# [Exercise task a]
According to the neural network text, how many neurons does the hidden layer in the example have?

# [Supplied text]
The following figure is an example of a neural network with three layers: an input layer, an output layer, and a hidden layer. A layer is hidden simply because it is neither the input layer nor the output layer.

Figure 65 Neural network of three layers¶

In this example, the input layer has two neurons (neurons 0-1), the hidden layer has four neurons (neurons 0-3), and the output layer has two neurons (neurons 0-1). Prior studies show that a neural network with only two layers (input and output) without any hidden layer has limited capability. Thus, almost all neural networks have hidden layers. Some complex networks can have dozens or even hundreds of hidden layers. It has been shown that deep neural networks can be effective learning complex tasks. Here, deep means neural networks have many hidden layers. Information moves from the layers on the left toward the layers on the right. There is no feedback of information. Nor do two neurons of the same layer exchange information. Different layers may have different numbers of neurons.

Figure 66 Connects neurons of different layers. These are the only connections between enurons. Please notice that the numbers of neurons are 2, 4, and 2 in the three layers.¶

The neurons in two adjacent layers are connected by weights, are expressed as a three-dimensional array:

$weights[l][s][d]$

connects the neuron at layer $l$ to layer $l + 1$; $s$ is the source and $d$ is the destination. It is also written as $w_{l, s, d}$. Please notice that the indexes start from zero.

# [Exercise task b]
Return, unchanged, the part of the rows that opens with the line containing "Segment the window with" and closes with the line containing "[[0,40],[10,38],[12,38],[12,33],[11,33],[9,23],[0,3]]".

Rows from a segmentation dataset:
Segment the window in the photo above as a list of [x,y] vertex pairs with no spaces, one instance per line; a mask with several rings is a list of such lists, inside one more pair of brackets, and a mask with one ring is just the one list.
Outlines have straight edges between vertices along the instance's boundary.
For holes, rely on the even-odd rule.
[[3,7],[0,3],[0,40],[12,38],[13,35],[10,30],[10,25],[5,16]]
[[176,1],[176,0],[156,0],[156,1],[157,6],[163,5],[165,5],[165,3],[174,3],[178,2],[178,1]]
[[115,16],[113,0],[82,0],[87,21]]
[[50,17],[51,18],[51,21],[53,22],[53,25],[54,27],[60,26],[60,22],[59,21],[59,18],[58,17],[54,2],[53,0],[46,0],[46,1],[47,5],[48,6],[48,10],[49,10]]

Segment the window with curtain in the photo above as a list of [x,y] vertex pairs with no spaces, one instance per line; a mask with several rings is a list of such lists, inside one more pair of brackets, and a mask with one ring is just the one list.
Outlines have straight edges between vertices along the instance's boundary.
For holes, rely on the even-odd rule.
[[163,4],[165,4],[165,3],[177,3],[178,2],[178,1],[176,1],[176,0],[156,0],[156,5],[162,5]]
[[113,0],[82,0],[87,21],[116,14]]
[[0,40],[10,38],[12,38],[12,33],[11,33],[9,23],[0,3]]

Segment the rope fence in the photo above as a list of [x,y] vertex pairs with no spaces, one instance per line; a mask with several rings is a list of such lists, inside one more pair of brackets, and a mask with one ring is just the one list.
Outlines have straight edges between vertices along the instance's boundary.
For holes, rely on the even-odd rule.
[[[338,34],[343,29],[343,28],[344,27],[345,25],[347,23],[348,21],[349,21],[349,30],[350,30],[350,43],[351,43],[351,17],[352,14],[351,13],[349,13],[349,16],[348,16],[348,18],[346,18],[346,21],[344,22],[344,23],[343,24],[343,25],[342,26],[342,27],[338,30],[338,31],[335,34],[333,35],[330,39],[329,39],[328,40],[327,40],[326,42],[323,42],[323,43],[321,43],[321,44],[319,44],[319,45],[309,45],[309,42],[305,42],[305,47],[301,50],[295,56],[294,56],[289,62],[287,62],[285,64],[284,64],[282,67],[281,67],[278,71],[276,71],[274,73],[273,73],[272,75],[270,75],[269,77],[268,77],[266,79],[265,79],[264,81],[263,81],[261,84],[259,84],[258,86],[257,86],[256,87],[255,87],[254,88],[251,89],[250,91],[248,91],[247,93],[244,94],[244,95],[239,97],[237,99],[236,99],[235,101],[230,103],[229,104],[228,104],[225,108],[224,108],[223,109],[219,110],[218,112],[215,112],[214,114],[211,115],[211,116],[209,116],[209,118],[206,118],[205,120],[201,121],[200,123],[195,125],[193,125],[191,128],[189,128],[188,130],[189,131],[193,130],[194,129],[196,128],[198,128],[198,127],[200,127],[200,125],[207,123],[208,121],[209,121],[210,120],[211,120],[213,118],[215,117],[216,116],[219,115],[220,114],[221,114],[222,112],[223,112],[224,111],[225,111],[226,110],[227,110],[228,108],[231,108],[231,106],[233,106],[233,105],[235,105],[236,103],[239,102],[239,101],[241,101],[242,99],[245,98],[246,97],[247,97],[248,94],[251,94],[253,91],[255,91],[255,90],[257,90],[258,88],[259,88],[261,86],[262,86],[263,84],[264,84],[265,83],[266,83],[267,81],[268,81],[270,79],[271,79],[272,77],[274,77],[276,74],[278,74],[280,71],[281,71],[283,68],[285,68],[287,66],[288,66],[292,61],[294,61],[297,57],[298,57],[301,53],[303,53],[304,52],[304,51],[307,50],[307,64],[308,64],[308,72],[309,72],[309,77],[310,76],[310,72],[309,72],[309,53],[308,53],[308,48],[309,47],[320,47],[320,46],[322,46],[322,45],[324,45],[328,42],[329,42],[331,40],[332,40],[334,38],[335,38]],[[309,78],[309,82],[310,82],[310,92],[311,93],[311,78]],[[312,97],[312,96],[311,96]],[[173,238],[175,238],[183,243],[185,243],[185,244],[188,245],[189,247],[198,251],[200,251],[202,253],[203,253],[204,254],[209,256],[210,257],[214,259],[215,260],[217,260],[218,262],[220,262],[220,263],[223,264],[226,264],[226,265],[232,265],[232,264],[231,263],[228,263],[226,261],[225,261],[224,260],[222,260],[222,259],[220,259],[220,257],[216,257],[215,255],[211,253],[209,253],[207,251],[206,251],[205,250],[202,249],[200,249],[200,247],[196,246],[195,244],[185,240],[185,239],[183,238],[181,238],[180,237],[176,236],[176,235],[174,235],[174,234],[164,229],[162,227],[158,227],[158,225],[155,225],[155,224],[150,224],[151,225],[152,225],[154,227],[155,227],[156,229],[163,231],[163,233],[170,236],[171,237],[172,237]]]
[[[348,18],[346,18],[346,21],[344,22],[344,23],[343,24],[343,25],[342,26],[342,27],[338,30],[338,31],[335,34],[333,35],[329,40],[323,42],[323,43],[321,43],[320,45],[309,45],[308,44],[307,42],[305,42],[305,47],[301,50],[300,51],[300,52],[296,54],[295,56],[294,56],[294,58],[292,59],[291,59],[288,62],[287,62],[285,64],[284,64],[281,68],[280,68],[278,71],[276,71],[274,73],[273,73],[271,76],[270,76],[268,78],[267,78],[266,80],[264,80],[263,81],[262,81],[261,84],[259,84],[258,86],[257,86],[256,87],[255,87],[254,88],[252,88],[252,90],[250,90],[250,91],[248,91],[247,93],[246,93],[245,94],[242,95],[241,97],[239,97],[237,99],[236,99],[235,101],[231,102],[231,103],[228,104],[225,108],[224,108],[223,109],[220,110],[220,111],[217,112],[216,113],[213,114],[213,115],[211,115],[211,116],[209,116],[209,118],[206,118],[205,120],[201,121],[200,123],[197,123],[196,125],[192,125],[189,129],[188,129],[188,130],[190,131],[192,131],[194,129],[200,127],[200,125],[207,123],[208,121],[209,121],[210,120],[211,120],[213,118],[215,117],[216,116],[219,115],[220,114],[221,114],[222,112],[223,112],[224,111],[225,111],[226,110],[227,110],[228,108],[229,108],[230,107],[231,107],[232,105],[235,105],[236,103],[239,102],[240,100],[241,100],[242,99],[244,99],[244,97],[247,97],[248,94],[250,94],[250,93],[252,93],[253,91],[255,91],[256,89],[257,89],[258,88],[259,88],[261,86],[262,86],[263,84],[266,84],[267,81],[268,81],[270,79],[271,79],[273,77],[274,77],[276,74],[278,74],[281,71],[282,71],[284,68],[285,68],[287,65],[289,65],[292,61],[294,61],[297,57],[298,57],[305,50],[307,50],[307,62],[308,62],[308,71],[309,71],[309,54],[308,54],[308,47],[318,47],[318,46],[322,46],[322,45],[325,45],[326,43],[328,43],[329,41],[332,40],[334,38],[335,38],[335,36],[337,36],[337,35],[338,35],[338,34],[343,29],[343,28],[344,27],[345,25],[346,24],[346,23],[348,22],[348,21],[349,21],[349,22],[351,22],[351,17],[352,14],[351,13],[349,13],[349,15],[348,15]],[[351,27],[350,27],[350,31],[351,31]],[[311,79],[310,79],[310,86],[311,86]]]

# [Exercise result a]
Four neurons (neurons 0-3).

# [Exercise result b]
Segment the window with curtain in the photo above as a list of [x,y] vertex pairs with no spaces, one instance per line; a mask with several rings is a list of such lists, inside one more pair of brackets, and a mask with one ring is just the one list.
Outlines have straight edges between vertices along the instance's boundary.
For holes, rely on the even-odd rule.
[[163,4],[165,4],[165,3],[177,3],[178,2],[178,1],[176,1],[176,0],[156,0],[156,5],[162,5]]
[[113,0],[82,0],[87,21],[116,14]]
[[0,40],[10,38],[12,38],[12,33],[11,33],[9,23],[0,3]]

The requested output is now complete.